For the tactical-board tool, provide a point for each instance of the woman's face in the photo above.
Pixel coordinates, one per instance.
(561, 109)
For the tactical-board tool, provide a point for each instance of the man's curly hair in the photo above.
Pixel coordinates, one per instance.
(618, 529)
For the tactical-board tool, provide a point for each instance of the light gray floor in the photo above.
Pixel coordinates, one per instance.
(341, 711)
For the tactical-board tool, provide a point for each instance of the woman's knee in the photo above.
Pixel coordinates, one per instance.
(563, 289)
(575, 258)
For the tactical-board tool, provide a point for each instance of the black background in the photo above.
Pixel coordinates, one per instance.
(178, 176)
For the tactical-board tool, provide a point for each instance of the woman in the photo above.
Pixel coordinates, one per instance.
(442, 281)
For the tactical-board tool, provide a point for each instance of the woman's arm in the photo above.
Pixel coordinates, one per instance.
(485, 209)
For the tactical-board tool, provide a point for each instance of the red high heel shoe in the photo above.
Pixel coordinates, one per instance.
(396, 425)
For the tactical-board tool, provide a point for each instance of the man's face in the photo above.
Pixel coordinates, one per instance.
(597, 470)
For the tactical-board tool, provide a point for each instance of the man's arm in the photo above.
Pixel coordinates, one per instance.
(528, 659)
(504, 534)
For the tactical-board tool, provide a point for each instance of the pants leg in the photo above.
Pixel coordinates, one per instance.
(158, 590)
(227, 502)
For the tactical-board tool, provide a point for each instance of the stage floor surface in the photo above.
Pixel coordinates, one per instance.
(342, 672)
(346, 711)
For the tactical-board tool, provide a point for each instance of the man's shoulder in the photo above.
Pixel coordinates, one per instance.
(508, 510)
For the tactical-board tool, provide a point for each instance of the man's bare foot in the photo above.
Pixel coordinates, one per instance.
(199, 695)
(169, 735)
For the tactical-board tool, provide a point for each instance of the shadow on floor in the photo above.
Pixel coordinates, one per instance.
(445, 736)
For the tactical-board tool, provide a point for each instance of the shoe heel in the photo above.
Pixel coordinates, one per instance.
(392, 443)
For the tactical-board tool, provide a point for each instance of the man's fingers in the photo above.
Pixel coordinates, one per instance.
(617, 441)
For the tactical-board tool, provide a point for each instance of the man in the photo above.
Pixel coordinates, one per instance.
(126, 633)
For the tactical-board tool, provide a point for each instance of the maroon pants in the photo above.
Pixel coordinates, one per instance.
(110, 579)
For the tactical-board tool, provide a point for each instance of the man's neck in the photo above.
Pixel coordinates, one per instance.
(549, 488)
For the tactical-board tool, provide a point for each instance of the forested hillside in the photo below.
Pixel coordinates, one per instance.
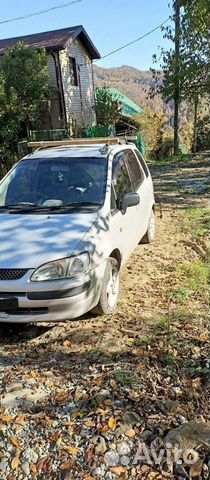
(134, 83)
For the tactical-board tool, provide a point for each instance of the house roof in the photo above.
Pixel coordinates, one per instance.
(53, 40)
(128, 107)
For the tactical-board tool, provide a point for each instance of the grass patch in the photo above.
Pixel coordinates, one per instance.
(192, 280)
(142, 341)
(126, 378)
(197, 221)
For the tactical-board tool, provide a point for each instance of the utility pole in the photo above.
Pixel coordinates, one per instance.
(177, 74)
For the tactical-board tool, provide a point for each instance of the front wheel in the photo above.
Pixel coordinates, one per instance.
(110, 289)
(150, 233)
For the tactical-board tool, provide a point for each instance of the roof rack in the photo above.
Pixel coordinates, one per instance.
(80, 142)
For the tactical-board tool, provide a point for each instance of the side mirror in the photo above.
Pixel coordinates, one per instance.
(130, 200)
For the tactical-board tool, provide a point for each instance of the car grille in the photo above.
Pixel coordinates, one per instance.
(12, 274)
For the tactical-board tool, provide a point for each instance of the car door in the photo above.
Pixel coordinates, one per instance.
(140, 184)
(123, 226)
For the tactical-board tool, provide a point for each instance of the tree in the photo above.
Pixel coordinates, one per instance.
(26, 73)
(107, 107)
(25, 87)
(152, 129)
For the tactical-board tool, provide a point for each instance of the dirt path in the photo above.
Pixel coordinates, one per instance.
(66, 388)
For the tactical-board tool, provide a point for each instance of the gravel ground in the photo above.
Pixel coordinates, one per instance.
(79, 399)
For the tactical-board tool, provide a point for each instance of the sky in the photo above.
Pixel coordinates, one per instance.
(109, 23)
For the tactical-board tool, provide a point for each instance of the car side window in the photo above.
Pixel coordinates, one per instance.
(135, 170)
(142, 162)
(120, 179)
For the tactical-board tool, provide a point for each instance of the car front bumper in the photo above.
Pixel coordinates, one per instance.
(51, 301)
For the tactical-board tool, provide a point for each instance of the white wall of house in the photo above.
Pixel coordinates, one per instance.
(72, 94)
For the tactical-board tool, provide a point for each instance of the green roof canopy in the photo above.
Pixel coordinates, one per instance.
(129, 108)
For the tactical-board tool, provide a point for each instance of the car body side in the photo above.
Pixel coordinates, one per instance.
(108, 233)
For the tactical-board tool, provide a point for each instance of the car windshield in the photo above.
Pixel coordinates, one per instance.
(55, 183)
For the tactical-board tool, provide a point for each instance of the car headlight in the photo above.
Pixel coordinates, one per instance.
(71, 267)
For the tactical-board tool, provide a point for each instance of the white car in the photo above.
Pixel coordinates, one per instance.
(70, 217)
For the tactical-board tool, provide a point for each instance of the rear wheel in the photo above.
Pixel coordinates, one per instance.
(150, 233)
(110, 289)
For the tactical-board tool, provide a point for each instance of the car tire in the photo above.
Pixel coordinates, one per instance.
(110, 289)
(150, 233)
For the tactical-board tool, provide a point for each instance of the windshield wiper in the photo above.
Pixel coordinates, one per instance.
(27, 207)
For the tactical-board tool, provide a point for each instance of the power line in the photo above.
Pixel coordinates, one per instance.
(136, 40)
(128, 44)
(39, 12)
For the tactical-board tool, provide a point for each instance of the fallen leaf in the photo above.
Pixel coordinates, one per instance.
(130, 340)
(204, 337)
(196, 468)
(112, 423)
(20, 420)
(67, 465)
(71, 450)
(33, 468)
(130, 433)
(118, 470)
(89, 454)
(15, 463)
(89, 423)
(78, 394)
(58, 442)
(41, 463)
(196, 382)
(113, 383)
(15, 441)
(7, 418)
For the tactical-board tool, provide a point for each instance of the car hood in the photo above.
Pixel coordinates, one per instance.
(27, 241)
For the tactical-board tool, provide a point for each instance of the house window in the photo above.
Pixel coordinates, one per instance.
(73, 71)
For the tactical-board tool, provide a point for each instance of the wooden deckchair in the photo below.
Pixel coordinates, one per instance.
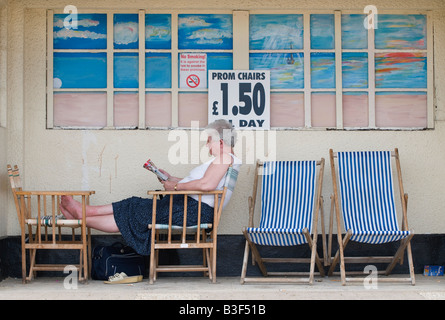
(204, 235)
(41, 225)
(290, 204)
(364, 195)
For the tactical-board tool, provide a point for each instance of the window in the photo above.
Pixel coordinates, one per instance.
(329, 71)
(3, 36)
(124, 69)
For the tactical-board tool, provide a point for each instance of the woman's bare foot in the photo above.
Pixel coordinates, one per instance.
(70, 208)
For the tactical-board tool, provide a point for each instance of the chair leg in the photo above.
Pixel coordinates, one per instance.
(245, 262)
(399, 254)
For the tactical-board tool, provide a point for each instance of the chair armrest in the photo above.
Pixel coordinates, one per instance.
(54, 193)
(193, 192)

::::::

## Prompt
Return the data exactly. Do not carry over any images.

## Reply
For the tactical-board tool, provide a point for each instance of the woman's face in the photo above.
Pixel coordinates, one per instance.
(561, 109)
For the tactical-board tool, provide a point for each instance of the man's curly hair in the photo above.
Pixel coordinates, one per instance.
(618, 529)
For the tactical-board tool, provide a point for each instance of the light gray floor in the photo above.
Pixel coordinates, one per instance.
(341, 711)
For the tactical-board tool, provide a point for each instance of the woman's knee in the photo above.
Pixel coordinates, one per instance.
(563, 289)
(575, 258)
For the tactical-board tool, provide a point for each instance of the black background in the photo above.
Pixel coordinates, one per instance.
(178, 176)
For the tactical-board tool, provide a point for each instance of the woman in the photo above.
Pixel coordinates, one per instance.
(442, 281)
For the tactical-board tool, provide a point for each instance of the woman's arm in the photo above.
Pixel coordinates, one per instance.
(485, 209)
For the tactical-board tool, provide a point for each instance of the red high heel shoe in the photo above.
Pixel coordinates, one per instance.
(396, 425)
For the tactical-board tool, provide a point for each instance of the man's face in the photo above.
Pixel coordinates, one per instance.
(597, 470)
For the tactical-board tool, provide a point for each instance of the man's arm in the photo above.
Pixel coordinates, one per instance.
(528, 659)
(504, 534)
For the tactical-board tool, provide a point for each instance of the pants leg in the photo above.
Pixel coordinates, one per instance.
(158, 590)
(227, 502)
For the tactical-board tool, provide a point for each instance of the stage floor surface in the photo above.
Pixel coordinates, one per instance.
(342, 672)
(346, 711)
For the tactical-board tool, provide a point for each instance of the man's shoulder in the photo above.
Pixel coordinates, one per instance.
(508, 510)
For the tactical-board tool, provide a point for each instance of the man's bare foot in the photo above.
Pixel coordinates, one per instance.
(199, 695)
(169, 735)
For the tactical-board tool, provide a point for each instance of the shadow on floor in the photo above.
Pixel coordinates, one per instance.
(445, 736)
For the tactical-board tool, provide a point for each instance of the shoe heel in the photo above.
Pixel coordinates, one per instance.
(392, 443)
For the tactical-board tool, provide a point for each instance of the man's fingers in the photo above.
Pixel coordinates, one per instance.
(617, 441)
For the tactical-board tool, provide a point for each instance of the man in the photo above.
Pixel coordinates, one per instance.
(126, 633)
For the tactical-board tool, provide a point for each instance of the maroon pants in the photo above.
Pixel coordinates, one per instance.
(110, 579)
For the tactical-board tool, provide a point for each instance of the man's neck in the photo above.
Pixel coordinates, one per instance.
(549, 488)
For the tactical-board tool, provide a point for each instance of the forested hillside in the photo below.
Pixel coordinates, one per instance.
(134, 83)
For the tactical-board tool, provide a point for each instance of the house roof in the photo above.
Pixel coordinates, one per instance.
(53, 40)
(128, 107)
For the tactical-board tool, provide a point for each instance of the grass patch in the photo above.
Pixel coordinates, one per instance.
(192, 280)
(142, 341)
(126, 378)
(197, 221)
For the tactical-board tool, provide a point for each instance of the utility pole in the photo above.
Pixel coordinates, one per instance.
(177, 74)
For the tactical-board tool, provide a point for each instance of the front wheel in the photo above.
Pixel coordinates, one per instance.
(110, 289)
(150, 233)
For the tactical-board tool, provide a point for each instance of the roof rack in the photo above.
Pixel coordinates, one per instance.
(80, 142)
For the tactical-board tool, provide a point for each instance of the side mirror in the photo above.
Pixel coordinates, one per instance.
(130, 200)
For the tactical-board tool, provide a point for each instance of the car grille in the photo above.
Pixel coordinates, one per instance.
(12, 274)
For the tactical-board tool, provide a point for each instance of the car door in the photo above.
Pixel coordinates, one per instance.
(140, 184)
(123, 226)
For the tactical-board tool, provide a point for each instance of the tree in the photo above.
Pixel coordinates, one per instance.
(26, 73)
(107, 107)
(25, 87)
(152, 129)
For the tactical-board tool, provide a point for each instance of the dirt path in the photo above.
Pixel coordinates, one per instance.
(66, 388)
For the tactical-board tool, provide a point for each instance of the gravel ground in the photo above.
Pixel coordinates, one per instance.
(79, 399)
For the tactical-board tool, provide a point for each instance of the sky in the photo above.
Pixel coordinates, one per instance.
(109, 23)
For the tactical-board tool, provide a point for each instance of the car side window in the photo above.
Pixel coordinates, one per instance.
(135, 170)
(142, 162)
(120, 179)
For the tactical-board tool, provide a point for each instance of the car front bumper in the photo above.
Pixel coordinates, one per instance.
(51, 301)
For the tactical-board tool, provide a point for each instance of the white wall of house in the photo above.
Pixel coordinates, one per instance.
(72, 94)
For the tactical-board tool, provide a point for each instance of the green roof canopy in the photo above.
Pixel coordinates, one per instance.
(129, 108)
For the tactical-board tool, provide a point for each instance of the car body side in the photo above.
Pixel coordinates, one per instance.
(108, 233)
For the tactical-board tool, provide a point for each instance of the car windshield in the photo above.
Pixel coordinates, one per instance.
(55, 183)
For the tactical-board tool, provide a point for each instance of the car headlight in the photo above.
Pixel coordinates, one per instance.
(71, 267)
For the tactical-board tool, provide a point for each instance of the white car in the photo above.
Pixel coordinates, one per instance.
(70, 217)
For the tactical-board tool, provide a point for each instance of the rear wheel in the photo above.
Pixel coordinates, one per instance.
(150, 233)
(110, 289)
For the tactical-board tool, provide a point for each instance of the car tire in the photo above.
Pixel coordinates, one per instance.
(110, 289)
(150, 233)
For the tactical-board tool, provide a point for each instance of the windshield wiper in the photo above.
Pixel coordinates, one per instance.
(27, 207)
For the tactical-board tool, provide a point for each instance of the power line in the photo above.
Pixel coordinates, one per instance.
(136, 40)
(128, 44)
(39, 12)
For the tactical-board tool, provide a point for each instance of the fallen leaf in the photo above.
Pixel coordinates, one per instance.
(130, 340)
(204, 337)
(196, 468)
(112, 423)
(20, 420)
(67, 465)
(71, 450)
(33, 468)
(130, 433)
(118, 470)
(89, 454)
(15, 463)
(89, 423)
(78, 394)
(58, 442)
(41, 463)
(196, 382)
(113, 383)
(15, 441)
(7, 418)
For the tactical-board tool, provide a point for each instance of the car hood in the photo above.
Pixel coordinates, one per instance.
(27, 241)
For the tactical-board tool, provide a point for each instance of the house window in the photo above.
Pixel coordinates, one per instance.
(73, 71)
For the tactical-board tool, provide a point for each instance of the wooden deckchair in the photo below.
Pixel coordinates, one per instance.
(204, 235)
(41, 225)
(290, 204)
(364, 195)
For the tactical-board tool, provide a point for each instance of the window in the photo above.
Pixel coordinates, one per instance.
(329, 71)
(3, 36)
(124, 69)
For the tactical-board tool, provide a point for each instance of the woman's bare foot in the photo above.
Pixel coordinates, one per instance.
(70, 208)
For the tactical-board tool, provide a point for each instance of the chair leg in the photo above.
Pixel coordinates, one per instance.
(245, 262)
(399, 254)
For the tactical-board tool, provide a point for each instance of the chair armrest in the photo above.
Pixel coordinates, one per instance.
(54, 193)
(193, 192)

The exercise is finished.